What to do
Extract all of the entries and give them again, word for word.

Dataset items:
_ _ _

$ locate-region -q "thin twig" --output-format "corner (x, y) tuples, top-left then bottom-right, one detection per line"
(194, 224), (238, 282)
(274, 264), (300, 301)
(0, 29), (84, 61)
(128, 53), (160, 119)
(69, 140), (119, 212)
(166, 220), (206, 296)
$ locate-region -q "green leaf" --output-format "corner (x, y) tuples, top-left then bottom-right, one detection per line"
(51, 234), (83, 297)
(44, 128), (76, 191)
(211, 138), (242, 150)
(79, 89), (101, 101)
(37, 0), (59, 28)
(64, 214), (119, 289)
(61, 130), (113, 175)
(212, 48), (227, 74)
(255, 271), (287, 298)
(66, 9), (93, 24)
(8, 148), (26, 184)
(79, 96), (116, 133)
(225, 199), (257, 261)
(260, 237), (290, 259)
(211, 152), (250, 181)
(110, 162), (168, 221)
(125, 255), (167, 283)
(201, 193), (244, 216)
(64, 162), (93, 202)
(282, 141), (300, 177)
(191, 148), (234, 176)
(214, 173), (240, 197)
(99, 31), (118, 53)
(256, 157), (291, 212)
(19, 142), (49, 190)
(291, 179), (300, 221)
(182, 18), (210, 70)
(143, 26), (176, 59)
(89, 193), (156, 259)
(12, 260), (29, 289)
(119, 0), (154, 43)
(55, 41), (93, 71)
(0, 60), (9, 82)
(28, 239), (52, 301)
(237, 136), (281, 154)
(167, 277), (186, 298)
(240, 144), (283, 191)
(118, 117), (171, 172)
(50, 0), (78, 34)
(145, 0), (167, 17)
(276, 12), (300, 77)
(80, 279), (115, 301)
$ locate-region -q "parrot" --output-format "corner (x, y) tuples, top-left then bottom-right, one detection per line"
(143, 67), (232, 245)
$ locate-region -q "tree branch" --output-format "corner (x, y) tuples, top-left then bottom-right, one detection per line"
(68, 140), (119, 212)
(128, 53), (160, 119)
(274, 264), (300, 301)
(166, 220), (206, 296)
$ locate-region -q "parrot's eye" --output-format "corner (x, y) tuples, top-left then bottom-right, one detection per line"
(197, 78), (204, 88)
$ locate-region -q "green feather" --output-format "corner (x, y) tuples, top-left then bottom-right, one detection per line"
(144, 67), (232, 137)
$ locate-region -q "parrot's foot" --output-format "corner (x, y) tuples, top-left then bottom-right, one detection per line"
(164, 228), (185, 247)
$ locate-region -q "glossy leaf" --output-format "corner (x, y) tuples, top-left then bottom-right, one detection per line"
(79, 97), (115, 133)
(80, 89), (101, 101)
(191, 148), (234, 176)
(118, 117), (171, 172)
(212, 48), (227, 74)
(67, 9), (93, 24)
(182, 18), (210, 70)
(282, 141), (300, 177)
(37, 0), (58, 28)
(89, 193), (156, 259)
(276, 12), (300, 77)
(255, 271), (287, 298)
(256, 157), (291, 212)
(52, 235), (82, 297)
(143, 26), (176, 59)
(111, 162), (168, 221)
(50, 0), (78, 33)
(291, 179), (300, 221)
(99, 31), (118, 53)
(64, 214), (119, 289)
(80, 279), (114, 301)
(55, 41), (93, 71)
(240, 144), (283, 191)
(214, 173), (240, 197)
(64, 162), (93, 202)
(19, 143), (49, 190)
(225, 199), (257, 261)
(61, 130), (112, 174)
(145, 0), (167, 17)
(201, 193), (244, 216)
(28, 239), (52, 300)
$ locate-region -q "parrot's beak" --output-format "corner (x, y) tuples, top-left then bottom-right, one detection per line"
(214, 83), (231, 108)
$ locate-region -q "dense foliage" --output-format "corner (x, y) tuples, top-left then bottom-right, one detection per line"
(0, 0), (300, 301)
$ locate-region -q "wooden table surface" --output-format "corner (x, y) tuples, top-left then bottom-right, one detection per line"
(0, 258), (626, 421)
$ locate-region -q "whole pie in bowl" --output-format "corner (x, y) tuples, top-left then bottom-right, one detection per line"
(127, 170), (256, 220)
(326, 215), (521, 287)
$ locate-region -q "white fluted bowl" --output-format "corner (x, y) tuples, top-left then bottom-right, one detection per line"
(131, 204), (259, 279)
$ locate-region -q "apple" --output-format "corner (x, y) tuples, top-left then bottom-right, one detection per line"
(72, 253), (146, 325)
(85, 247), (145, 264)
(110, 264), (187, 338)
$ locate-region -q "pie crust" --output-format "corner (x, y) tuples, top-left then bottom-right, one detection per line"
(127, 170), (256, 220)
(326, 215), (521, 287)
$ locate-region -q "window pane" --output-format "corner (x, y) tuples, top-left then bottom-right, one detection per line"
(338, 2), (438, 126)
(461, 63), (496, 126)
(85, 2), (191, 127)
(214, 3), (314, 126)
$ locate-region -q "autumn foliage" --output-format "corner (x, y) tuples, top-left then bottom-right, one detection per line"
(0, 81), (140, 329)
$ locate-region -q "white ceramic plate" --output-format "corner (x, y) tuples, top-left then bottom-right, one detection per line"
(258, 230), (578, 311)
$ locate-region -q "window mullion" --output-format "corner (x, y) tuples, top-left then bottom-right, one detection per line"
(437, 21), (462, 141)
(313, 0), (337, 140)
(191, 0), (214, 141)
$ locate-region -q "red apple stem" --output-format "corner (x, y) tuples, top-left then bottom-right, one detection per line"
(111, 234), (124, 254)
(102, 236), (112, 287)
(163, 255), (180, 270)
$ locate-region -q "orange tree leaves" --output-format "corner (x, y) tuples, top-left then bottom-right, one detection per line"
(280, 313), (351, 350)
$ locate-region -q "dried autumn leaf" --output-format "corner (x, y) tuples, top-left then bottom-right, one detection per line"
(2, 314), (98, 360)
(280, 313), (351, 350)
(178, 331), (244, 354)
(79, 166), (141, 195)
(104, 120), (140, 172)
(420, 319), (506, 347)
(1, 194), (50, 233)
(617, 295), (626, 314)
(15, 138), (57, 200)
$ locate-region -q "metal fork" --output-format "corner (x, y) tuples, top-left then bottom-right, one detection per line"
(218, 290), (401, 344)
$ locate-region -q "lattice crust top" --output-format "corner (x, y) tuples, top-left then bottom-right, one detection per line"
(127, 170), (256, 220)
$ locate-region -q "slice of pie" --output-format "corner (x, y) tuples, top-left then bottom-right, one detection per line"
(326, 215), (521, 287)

_ _ _

Task answer
$ locate-region -q "thin twig" --output-format "corner (x, y) tuples, top-left then bottom-right, one detection per line"
(194, 224), (238, 282)
(274, 264), (300, 301)
(0, 29), (84, 61)
(128, 53), (160, 119)
(69, 140), (119, 212)
(166, 220), (206, 296)
$ locate-region -q "green leaf" --output-format "corner (x, y) tuples, top-left then bottom-right, one detection per line"
(51, 234), (83, 297)
(44, 128), (76, 191)
(211, 138), (242, 150)
(79, 89), (101, 101)
(37, 0), (59, 28)
(64, 214), (119, 289)
(61, 130), (113, 175)
(212, 48), (227, 74)
(255, 271), (287, 298)
(66, 9), (93, 24)
(8, 148), (26, 184)
(79, 96), (116, 133)
(225, 199), (257, 261)
(260, 237), (290, 259)
(211, 152), (250, 181)
(110, 162), (168, 221)
(125, 255), (167, 283)
(201, 193), (244, 216)
(64, 162), (93, 202)
(282, 141), (300, 177)
(191, 148), (234, 176)
(214, 173), (240, 197)
(99, 31), (118, 53)
(256, 157), (291, 212)
(19, 142), (49, 190)
(291, 179), (300, 221)
(182, 18), (210, 70)
(143, 26), (176, 59)
(89, 193), (156, 259)
(12, 260), (29, 289)
(119, 0), (154, 43)
(55, 41), (93, 71)
(0, 60), (9, 82)
(28, 239), (52, 301)
(237, 136), (281, 154)
(167, 277), (186, 298)
(240, 144), (283, 191)
(118, 117), (171, 172)
(50, 0), (78, 34)
(145, 0), (167, 17)
(276, 12), (300, 77)
(80, 279), (115, 301)
$ locate-region -q "parrot" --output-format "corner (x, y) tuples, top-left then bottom-right, one detection per line"
(143, 67), (232, 245)
$ locate-region -q "tree branch" --output-format "corner (x, y) tuples, top-left then bottom-right, one detection per line"
(68, 140), (119, 212)
(128, 53), (160, 119)
(274, 264), (300, 301)
(166, 220), (206, 296)
$ locate-region -q "parrot's eye" --output-format "corner (x, y) tuples, top-left then bottom-right, one detection per line"
(197, 78), (204, 88)
$ locate-region -q "green feather" --output-format "corner (x, y) tuples, top-left then bottom-right, one detection per line"
(144, 67), (232, 137)
$ locate-region -q "parrot's foot" --output-format "corner (x, y) tuples, top-left then bottom-right, one detection per line"
(164, 228), (185, 247)
$ locate-region -q "glossy leaf" --output-format "corner (x, y) tuples, top-left then bottom-right, one detection per line"
(79, 97), (115, 133)
(80, 89), (101, 101)
(191, 148), (234, 176)
(118, 117), (171, 172)
(212, 48), (227, 74)
(67, 9), (93, 24)
(182, 18), (210, 70)
(282, 141), (300, 177)
(37, 0), (58, 28)
(89, 193), (156, 259)
(276, 12), (300, 77)
(255, 271), (287, 298)
(256, 157), (291, 212)
(52, 235), (82, 297)
(143, 26), (176, 59)
(111, 162), (168, 221)
(50, 0), (78, 33)
(291, 179), (300, 221)
(99, 31), (118, 53)
(64, 214), (119, 289)
(80, 279), (114, 301)
(55, 41), (93, 71)
(240, 144), (283, 191)
(214, 173), (240, 197)
(64, 162), (93, 202)
(19, 143), (49, 190)
(225, 199), (257, 261)
(61, 130), (112, 174)
(145, 0), (167, 17)
(201, 193), (244, 216)
(28, 239), (52, 300)
$ locate-region -q "parrot's beak" --output-format "corner (x, y) tuples, top-left then bottom-right, one detection per line"
(214, 83), (231, 108)
$ locate-region -q "dense foliage" --output-format "corner (x, y) tuples, top-left then bottom-right, one detection per line"
(0, 0), (300, 301)
$ locate-region -q "wooden table surface" --output-format "corner (x, y) tuples, top-left then bottom-right, one detection per line"
(0, 258), (626, 421)
$ locate-region -q "whole pie in bowl" --output-format "corner (x, y) tuples, top-left then bottom-right, one detection per line"
(127, 170), (256, 220)
(326, 215), (521, 287)
$ locate-region -q "white fluted bowl" --output-format "corner (x, y) tuples, top-left then bottom-right, one detection per line"
(131, 204), (259, 279)
$ locate-region -q "apple" --output-format "corner (x, y) tuples, top-left then bottom-right, one detection per line"
(72, 253), (146, 325)
(85, 247), (145, 264)
(110, 264), (187, 338)
$ locate-region -q "pie crust" --output-format "corner (x, y) tuples, top-left then bottom-right, one detection per line"
(127, 170), (256, 220)
(326, 215), (521, 287)
$ locate-region -q "window pane" --output-format "corner (x, y) tuples, top-left then bottom-right, one detection per line"
(338, 2), (438, 126)
(461, 63), (496, 126)
(85, 2), (191, 127)
(214, 3), (314, 126)
$ locate-region -q "autumn foliage" --output-format "corner (x, y) tuples, top-left then bottom-right, one detection per line"
(0, 81), (140, 329)
$ locate-region -q "white ceramic plate" --output-format "corner (x, y) tuples, top-left then bottom-right, one detection per line"
(258, 230), (578, 311)
$ locate-region -q "window mullion" --output-format "corner (x, y) tuples, top-left then bottom-right, one detection per line"
(437, 21), (462, 141)
(313, 0), (337, 140)
(191, 0), (214, 141)
$ locate-region -q "red apple stem" --output-format "corner (x, y) tuples, top-left then bottom-right, one detection per line"
(111, 234), (124, 254)
(102, 236), (112, 287)
(163, 255), (180, 270)
$ locate-region -q "orange tree leaves" --output-format "corner (x, y) tuples, top-left then bottom-right, one detection per line"
(280, 313), (351, 350)
$ locate-region -q "dried autumn leaf" --output-format "corner (x, y) tuples, top-left then bottom-right, one detection per line"
(2, 314), (98, 360)
(280, 313), (351, 350)
(178, 331), (244, 354)
(79, 166), (141, 195)
(104, 120), (140, 172)
(420, 319), (506, 347)
(1, 194), (50, 233)
(617, 295), (626, 314)
(15, 138), (57, 200)
$ locate-region -q "metal fork" --output-format "corner (x, y) tuples, top-left then bottom-right, one detection per line"
(218, 290), (401, 344)
$ locate-region -q "lattice crust top" --output-format "corner (x, y) tuples, top-left then bottom-right, one detection per line"
(127, 170), (256, 220)
$ locate-region -q "slice of pie" --output-format "corner (x, y) tuples, top-left then bottom-right, one detection per line"
(326, 215), (521, 287)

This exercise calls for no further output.